(À FAIRE)
1. Parmi les lignes fournies, relevez toutes celles qui contiennent le mot « side », puis recopiez-les.
2. Poursuivez la chronique consacrée aux bruits ruraux à partir de sa dernière phrase.

(BLOC DE TEXTE)
=======

Skip to main content

Veau, vache, cochon, couvée et...poulailler ! #épisode2

Si vous avez choisi de passer vos vacances à la campagne, votre repos peut être de courte durée. Voilà l’été, et les bruits si spécifiques à cette période de l’année. A cette occasion, nous vous proposons une saga estivale de la réglementation et de la jurisprudence encadrant les nuisances sonores estivales. Effaroucheurs d’oiseaux, chant du coq, cloches bovines, travaux agricoles... Cette deuxième chronique est consacrée aux bruits « ruraux ».  

campagneElevages et travaux agricoles

 
Si l'été à la campagne est synonyme de repos pour certains, c'est également la période des moissons pour les agriculteurs. Les engins agricoles peuvent travailler dans les champs en journée et jusque tard le soir, (leur activité dépendant de la météo), ce qui peut être à l'origine de nuisances sonore inattendues. Le bruit des engins agricoles est encadré par la réglementation applicable aux bruits d’activités professionnelles. Lorsque le bruit a pour origine une activité professionnelle, la tranquillité du voisinage ou la santé de l'homme est atteinte si certaines valeurs d'émergence fixées par la réglementation sont dépassées. Ainsi, les valeurs admises de l'émergence sonore sont calculées à partir des valeurs de 5 dB(A) en période diurne (de 7h00 à 22h00) et de 3 dB(A) en période nocturne (de 22h00 à 7h00). Attention, certaines activités agricoles, notamment certains élevages, sont des installations classées pour la protection de l'environnement (ICPE) et doivent répondre à d'autres obligations, celles du Code de l'environnement.
 
> Pour en savoir plus sur le bruit des activités (droits et démarches)
> Pour en savoir plus sur le bruit des sites industriels (ICPE).
 
Par ailleurs, certaines Chambres d'agriculture cosignent des chartes de bon voisinage à la campagne avec les acteurs ruraux du territoire (élus locaux, fédérations de chasse, organismes agricoles...). Maires, particuliers et agriculteurs s'engagent à respecter un certain nombre de règles de « vivre ensemble ». La charte peut par exemple imposer aux agriculteurs de prévenir en amont les riverains en cas de bruit inhabituel prolongé et intense. 
 
> Consulter la Charte de bon voisinage de la Chambres d’agriculture des Hauts de France
> Consulter la Charte de bon voisinage de la Chambres d’agriculture du Lot-et-Garonne
> Consulter la Charte de bon voisinage de la Chambres d’agriculture du Cher 
 
La jurisprudence a tendance à considérer que les engins agricoles font partie du paysage. La circulation d'engins agricoles en période de récoltes ne peut pas être considérée comme anormale dans une localité à vocation agricole (Cour d'appel de Toulouse, 4 novembre 1996, n° 1996-045827). De même, le bruit des cloches bovines dans une zone agricole ne peut pas être source de désagréments anormaux (Cour d'appel de Riom, 15 juin 2006, n°06/00181) : « il est en effet naturel, en pays d'élevage traditionnel, d'entendre le bruit des cloches portées par des vaches, ce que les propriétaires voisins lorsqu'ils se sont installés ne pouvaient ignorer. Dès lors n'y a-t-il pas trouble anormal de voisinage compte tenu notamment des lieux et de leur destination ». Attention toutefois si l'élevage est de type industriel, il est pour le juge plus difficile à supporter en zone rurale (Cour d'appel d'Agen, chambre civile 1, 15 mars 2006, 313).

=======

(DONNÉES FOURNIES)
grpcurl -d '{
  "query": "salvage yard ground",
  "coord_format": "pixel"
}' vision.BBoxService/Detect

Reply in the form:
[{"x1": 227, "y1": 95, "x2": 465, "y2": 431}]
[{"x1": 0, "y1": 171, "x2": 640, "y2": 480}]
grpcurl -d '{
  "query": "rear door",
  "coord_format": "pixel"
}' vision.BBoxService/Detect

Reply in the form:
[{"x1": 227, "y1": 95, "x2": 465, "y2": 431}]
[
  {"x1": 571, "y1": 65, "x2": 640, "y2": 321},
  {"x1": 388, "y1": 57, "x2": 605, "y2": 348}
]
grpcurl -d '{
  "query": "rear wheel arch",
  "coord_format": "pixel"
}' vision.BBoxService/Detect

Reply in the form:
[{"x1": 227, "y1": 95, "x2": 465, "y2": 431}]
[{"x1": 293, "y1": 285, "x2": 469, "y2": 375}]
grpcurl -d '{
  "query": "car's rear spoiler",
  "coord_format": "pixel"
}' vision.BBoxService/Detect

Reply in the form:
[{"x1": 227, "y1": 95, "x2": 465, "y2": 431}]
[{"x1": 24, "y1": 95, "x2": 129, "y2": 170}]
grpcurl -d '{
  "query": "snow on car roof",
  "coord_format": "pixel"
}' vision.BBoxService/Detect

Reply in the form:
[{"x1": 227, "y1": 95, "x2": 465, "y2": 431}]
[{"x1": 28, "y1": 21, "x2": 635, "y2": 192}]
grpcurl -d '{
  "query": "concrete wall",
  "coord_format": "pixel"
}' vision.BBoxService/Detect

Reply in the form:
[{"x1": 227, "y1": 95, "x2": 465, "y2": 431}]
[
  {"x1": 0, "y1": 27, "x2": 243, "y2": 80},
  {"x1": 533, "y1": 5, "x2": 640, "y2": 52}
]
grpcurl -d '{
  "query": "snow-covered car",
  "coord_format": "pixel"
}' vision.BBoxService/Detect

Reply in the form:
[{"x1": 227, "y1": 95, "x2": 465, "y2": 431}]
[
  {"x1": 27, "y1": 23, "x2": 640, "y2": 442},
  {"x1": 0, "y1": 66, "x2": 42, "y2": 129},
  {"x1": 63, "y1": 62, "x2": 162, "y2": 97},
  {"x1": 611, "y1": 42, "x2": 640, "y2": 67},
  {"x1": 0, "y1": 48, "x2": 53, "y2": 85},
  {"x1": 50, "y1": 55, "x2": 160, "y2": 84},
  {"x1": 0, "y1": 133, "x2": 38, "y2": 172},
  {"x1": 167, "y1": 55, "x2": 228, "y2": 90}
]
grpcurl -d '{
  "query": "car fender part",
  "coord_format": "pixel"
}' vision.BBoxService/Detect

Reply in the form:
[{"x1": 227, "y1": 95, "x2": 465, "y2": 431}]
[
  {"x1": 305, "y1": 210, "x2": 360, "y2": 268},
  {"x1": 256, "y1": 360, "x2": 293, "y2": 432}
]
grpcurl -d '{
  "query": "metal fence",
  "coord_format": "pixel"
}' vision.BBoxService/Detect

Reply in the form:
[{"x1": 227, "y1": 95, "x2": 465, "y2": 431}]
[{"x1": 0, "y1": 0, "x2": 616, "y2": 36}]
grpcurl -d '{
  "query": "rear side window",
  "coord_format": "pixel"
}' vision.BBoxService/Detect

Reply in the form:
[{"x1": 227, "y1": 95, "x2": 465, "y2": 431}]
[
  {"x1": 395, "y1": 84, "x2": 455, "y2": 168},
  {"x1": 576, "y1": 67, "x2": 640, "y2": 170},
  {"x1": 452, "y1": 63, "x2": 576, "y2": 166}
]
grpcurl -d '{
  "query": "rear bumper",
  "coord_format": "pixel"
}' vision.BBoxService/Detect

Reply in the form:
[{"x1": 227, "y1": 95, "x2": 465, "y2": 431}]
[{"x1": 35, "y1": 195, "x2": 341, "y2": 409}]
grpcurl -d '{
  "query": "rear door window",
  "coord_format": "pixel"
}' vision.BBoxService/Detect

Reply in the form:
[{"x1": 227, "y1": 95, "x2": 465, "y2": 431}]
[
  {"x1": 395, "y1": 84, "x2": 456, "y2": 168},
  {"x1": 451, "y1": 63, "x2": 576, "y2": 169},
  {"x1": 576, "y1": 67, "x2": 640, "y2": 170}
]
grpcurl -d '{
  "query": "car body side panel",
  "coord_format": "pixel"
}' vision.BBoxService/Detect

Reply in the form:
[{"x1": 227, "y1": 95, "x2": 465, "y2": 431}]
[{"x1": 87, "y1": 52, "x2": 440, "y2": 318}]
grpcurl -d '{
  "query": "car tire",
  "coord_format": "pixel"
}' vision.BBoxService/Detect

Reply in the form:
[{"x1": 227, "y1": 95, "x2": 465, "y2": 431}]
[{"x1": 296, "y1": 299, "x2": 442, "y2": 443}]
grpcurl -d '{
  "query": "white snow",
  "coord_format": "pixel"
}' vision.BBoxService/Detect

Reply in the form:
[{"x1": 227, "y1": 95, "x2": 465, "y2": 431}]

=======

(RÉPONSES AUX PROBLÈMES)
1.
  "query": "rear side window",
  "query": "car body side panel",

2.
 
Enfin, il faut savoir que les exploitants agricoles bénéficient d'un droit d'antériorité (article L112-16 du Code de la construction et de l'habitation) : les nuisances causées aux occupants d'habitations voisines de l'exploitation n'entraînent pas droit à réparation lorsque le permis de construire de la maison a été demandé alors que l'activité agricole existait déjà. Ce droit d'antériorité n'est valable que si l'exploitant respecte la réglementation, et notamment les valeurs d'émergence.
 

Les canons effaroucheurs d’oiseaux

Utilisés pour empêcher les oiseaux de picorer les graines durant leur période de germination, les canons « effaroucheurs » peuvent nuire au voisinage rural. Le bruit de ces machines est considéré comme un bruit d’activités. A ce titre, l’exploitant agricole doit respecter des valeurs d'émergence pour les bruits liés à une activité professionnelle. Les petites communes peuvent se faire assister des services de l'Agence régionale de santé (ARS) compétentes en matière de bruit, notamment pour le constat des infractions nécessitant une mesure acoustique. Quoi qu'il en soit, compte tenu de la durée d'apparition très brève des coups de canon (même si l'on cumule tous les coups sur une journée), il n'est pas certain que cette réglementation soit adaptée à ce type de nuisance sonore, très bruyante certes, mais très intermittente. Autrement dit, le critère d'émergence peut ne pas suffire à objectiver la gêne perçue. Le maire ou les services de l'ARS peuvent tenter la voie de la médiation. Dans ce cadre, diverses solutions pratiques peuvent être proposées.
 
De plus, des arrêtés préfectoraux ont instauré des horaires d'utilisation et des distances d'éloignement par rapport aux habitations des riverains. A Angers, un arrêté préfectoral du 12 avril 2018 portant sur la lutte contre les bruits de voisinage impose à la Chambre d’agriculture d'informer le Préfet et les maires des périodes d’utilisation de ces appareils. C’est ainsi que la Chambre a retenu deux périodes pendant lesquelles ces appareils sont autorisés (du 10 avril au 10 juin 2020, et une autre période est à venir).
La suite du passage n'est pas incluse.